[Start of Attachment]

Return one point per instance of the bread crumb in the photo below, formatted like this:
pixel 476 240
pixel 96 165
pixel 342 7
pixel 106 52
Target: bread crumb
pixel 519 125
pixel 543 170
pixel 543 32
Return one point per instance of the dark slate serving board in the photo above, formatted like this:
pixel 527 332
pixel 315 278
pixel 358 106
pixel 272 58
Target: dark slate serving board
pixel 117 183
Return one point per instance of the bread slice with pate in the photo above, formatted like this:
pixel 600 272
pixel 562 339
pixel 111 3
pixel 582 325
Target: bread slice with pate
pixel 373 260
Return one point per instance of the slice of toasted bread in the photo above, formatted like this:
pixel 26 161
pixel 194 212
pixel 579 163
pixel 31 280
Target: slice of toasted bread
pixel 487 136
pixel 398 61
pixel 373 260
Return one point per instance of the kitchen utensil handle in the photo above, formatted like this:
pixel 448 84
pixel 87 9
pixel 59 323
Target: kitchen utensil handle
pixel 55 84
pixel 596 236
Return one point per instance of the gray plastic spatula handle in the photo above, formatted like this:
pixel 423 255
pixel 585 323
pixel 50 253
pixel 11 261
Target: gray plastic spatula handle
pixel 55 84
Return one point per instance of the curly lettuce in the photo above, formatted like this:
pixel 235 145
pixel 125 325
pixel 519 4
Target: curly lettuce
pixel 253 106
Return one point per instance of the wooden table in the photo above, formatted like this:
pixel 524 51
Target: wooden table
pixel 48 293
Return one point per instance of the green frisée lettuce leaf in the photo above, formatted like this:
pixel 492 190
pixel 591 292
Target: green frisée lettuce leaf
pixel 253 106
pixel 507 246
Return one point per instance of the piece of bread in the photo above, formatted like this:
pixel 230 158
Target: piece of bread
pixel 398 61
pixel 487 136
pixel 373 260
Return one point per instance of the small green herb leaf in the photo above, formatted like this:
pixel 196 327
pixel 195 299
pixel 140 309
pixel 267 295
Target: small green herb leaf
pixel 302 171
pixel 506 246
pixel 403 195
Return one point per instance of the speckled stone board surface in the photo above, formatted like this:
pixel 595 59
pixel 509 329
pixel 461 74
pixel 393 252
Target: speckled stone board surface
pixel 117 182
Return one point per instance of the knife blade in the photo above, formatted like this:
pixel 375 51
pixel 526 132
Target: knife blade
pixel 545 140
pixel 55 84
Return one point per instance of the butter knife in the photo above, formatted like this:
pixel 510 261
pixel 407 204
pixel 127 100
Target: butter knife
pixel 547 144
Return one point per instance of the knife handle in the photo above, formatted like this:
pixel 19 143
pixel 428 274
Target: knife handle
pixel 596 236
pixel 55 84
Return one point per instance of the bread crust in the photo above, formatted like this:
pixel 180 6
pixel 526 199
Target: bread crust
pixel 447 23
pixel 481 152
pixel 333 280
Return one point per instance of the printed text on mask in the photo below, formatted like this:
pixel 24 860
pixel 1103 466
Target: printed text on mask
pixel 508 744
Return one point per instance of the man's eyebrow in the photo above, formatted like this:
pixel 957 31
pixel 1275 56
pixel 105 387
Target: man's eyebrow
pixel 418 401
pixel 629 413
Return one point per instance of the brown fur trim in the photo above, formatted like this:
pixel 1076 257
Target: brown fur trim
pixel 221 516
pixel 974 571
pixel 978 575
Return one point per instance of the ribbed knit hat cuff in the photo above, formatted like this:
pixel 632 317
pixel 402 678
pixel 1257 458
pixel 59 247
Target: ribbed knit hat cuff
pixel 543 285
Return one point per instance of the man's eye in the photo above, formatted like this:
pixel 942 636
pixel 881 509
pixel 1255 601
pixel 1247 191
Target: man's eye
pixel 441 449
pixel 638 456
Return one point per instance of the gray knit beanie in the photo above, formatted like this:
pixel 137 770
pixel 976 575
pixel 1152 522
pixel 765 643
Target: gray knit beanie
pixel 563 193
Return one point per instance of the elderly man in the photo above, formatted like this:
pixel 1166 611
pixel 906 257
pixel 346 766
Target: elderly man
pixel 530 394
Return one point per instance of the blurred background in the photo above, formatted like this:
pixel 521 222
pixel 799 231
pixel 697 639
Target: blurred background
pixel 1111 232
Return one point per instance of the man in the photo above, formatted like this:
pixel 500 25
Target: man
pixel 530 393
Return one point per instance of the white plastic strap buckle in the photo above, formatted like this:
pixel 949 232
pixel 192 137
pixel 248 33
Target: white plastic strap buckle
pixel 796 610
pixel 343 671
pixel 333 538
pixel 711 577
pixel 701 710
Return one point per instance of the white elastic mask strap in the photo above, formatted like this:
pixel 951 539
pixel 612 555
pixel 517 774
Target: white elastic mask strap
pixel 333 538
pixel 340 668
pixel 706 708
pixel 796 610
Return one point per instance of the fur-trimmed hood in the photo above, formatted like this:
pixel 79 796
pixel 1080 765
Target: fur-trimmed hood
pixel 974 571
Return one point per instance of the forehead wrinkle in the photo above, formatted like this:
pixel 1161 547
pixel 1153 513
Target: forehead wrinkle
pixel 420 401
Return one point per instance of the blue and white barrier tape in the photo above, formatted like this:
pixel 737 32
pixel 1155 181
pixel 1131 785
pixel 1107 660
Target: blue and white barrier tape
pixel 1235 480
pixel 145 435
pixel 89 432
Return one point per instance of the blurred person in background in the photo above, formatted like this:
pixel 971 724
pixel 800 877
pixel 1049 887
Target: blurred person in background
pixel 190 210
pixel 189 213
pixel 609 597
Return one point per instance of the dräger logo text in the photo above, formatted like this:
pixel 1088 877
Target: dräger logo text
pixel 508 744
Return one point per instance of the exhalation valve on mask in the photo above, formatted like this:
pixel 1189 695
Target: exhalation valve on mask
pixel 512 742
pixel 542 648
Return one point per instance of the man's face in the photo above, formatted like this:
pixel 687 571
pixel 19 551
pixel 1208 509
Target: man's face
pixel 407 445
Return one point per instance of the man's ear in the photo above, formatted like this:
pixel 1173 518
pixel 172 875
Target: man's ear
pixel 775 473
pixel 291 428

[End of Attachment]

→ **Problem requirements**: Each record needs to be copied out again, letter for letter.

→ **Solution**:
Return one point per instance of the bread crumb in the photo below, formatted like this:
pixel 476 240
pixel 96 165
pixel 342 7
pixel 106 52
Target: bread crumb
pixel 519 125
pixel 543 170
pixel 543 32
Return one point per instance of the dark slate serving board in the photo above, formatted like this:
pixel 527 332
pixel 315 278
pixel 358 106
pixel 272 58
Target: dark slate serving board
pixel 117 183
Return one point per instance of the bread slice with pate in the photo above, formatted like this:
pixel 600 272
pixel 562 339
pixel 111 3
pixel 582 325
Target: bread slice with pate
pixel 373 260
Return one point per instance of the slice of toasted bread in the photo above, formatted like this:
pixel 26 161
pixel 194 212
pixel 579 163
pixel 31 280
Target: slice of toasted bread
pixel 487 136
pixel 398 61
pixel 373 260
Return one point per instance of the kitchen utensil handle in the photo above, formatted like this:
pixel 448 84
pixel 87 9
pixel 59 323
Target: kitchen utensil handle
pixel 55 84
pixel 596 236
Return one point per instance of the gray plastic spatula handle in the photo above, formatted like this:
pixel 423 255
pixel 585 323
pixel 50 253
pixel 11 261
Target: gray plastic spatula handle
pixel 55 84
Return one point per instance of the curly lettuce in the photo above, formatted like this:
pixel 235 145
pixel 125 325
pixel 519 4
Target: curly lettuce
pixel 253 106
Return one point per instance of the wooden table in the photo above, formatted like this:
pixel 524 51
Target: wooden table
pixel 48 293
Return one point per instance of the green frisée lettuce leaf in the photo above, formatted like this:
pixel 492 190
pixel 591 292
Target: green frisée lettuce leaf
pixel 253 106
pixel 507 246
Return one point per instance of the piece of bread in the photo above, formatted like this:
pixel 230 158
Target: piece of bread
pixel 398 61
pixel 487 136
pixel 373 260
Return one point per instance of the small green herb leaf in the photo above, formatted like this:
pixel 196 327
pixel 195 299
pixel 140 309
pixel 267 295
Target: small green herb leaf
pixel 302 171
pixel 506 246
pixel 403 195
Return one point per instance of the speckled stone board surface in the photo above, formatted like this:
pixel 595 59
pixel 509 329
pixel 461 74
pixel 393 252
Target: speckled stone board surface
pixel 117 182
Return one point per instance of the knife blade in the photo above, formatted like this:
pixel 375 51
pixel 526 132
Target: knife blade
pixel 545 140
pixel 55 84
Return one point per instance of the butter knife in the photo above, formatted like this:
pixel 510 261
pixel 407 204
pixel 127 100
Target: butter knife
pixel 547 144
Return one point per instance of the knife handle in the photo above, formatted like this:
pixel 19 143
pixel 428 274
Target: knife handle
pixel 596 236
pixel 55 84
Return one point per instance of the bread crust in the photo above, formatted like this:
pixel 180 6
pixel 526 199
Target: bread crust
pixel 447 23
pixel 481 152
pixel 333 280
Return one point per instance of the printed text on mask in the photo below, formatted like this:
pixel 24 860
pixel 1103 466
Target: printed text on mask
pixel 508 744
Return one point per instance of the man's eyebrow in the photo above, formatted like this:
pixel 957 31
pixel 1275 56
pixel 105 387
Target: man's eyebrow
pixel 418 401
pixel 629 413
Return one point per instance of the brown fur trim in the photo above, formatted like this:
pixel 1076 257
Target: brown fur trim
pixel 221 516
pixel 974 571
pixel 978 575
Return one point per instance of the ribbed knit hat cuff in the photo above, formatted like this:
pixel 632 317
pixel 402 678
pixel 1257 458
pixel 59 247
Target: ribbed knit hat cuff
pixel 543 285
Return one point per instance of the man's eye in the photo above, formatted like this:
pixel 942 636
pixel 881 509
pixel 1255 601
pixel 1247 191
Target: man's eye
pixel 441 449
pixel 638 456
Return one point per instance of the gray knit beanie in the photo above, formatted like this:
pixel 137 770
pixel 976 575
pixel 1152 522
pixel 765 643
Target: gray knit beanie
pixel 563 193
Return one point per instance of the elderly man in the photo above, formatted like this:
pixel 1166 611
pixel 906 257
pixel 346 766
Target: elderly man
pixel 530 394
Return one point per instance of the blurred background in the photo above, formatted like this:
pixel 521 222
pixel 799 231
pixel 697 639
Target: blurred background
pixel 1111 232
Return one point per instance of the man in the photo above, formatted like this:
pixel 500 25
Target: man
pixel 530 393
Return one point per instance of the white plastic strap buckle in the photo above, formatted like this:
pixel 949 232
pixel 192 137
pixel 248 33
Target: white plastic strap buckle
pixel 796 610
pixel 343 671
pixel 333 538
pixel 711 577
pixel 701 710
Return one point per instance of the white elastic mask strap in the photo above, formatted like this:
pixel 951 539
pixel 612 555
pixel 517 774
Target: white elastic mask strap
pixel 333 538
pixel 340 668
pixel 706 708
pixel 796 610
Return one point per instance of the fur-trimmed hood in the photo above, formatted like this:
pixel 79 796
pixel 1080 765
Target: fur-trimmed hood
pixel 974 571
Return one point per instance of the forehead wrinkle in the photo above, formatted like this:
pixel 1161 547
pixel 1153 513
Target: forehead wrinkle
pixel 420 401
Return one point per instance of the blue and white barrier tape in the photo above, formatted like this:
pixel 737 32
pixel 1155 181
pixel 1131 785
pixel 1107 660
Target: blue and white barrier tape
pixel 1235 480
pixel 145 435
pixel 89 432
Return one point per instance of the blurred person in background in the photo above, formatted like this:
pixel 971 724
pixel 800 877
pixel 1049 887
Target: blurred person in background
pixel 190 210
pixel 189 213
pixel 609 597
Return one point per instance of the dräger logo text in the photo above, formatted like this:
pixel 1088 877
Target: dräger logo text
pixel 508 744
Return one point per instance of the exhalation valve on mask in the photo above, formatted like this:
pixel 1189 695
Target: exhalation valve on mask
pixel 512 742
pixel 542 648
Return one point per instance of the man's face in the photo above, formatted like this:
pixel 687 571
pixel 19 551
pixel 1208 509
Target: man's face
pixel 407 445
Return one point per instance of the man's ear in the photo above, formatted like this:
pixel 1173 518
pixel 172 875
Target: man's ear
pixel 775 473
pixel 291 428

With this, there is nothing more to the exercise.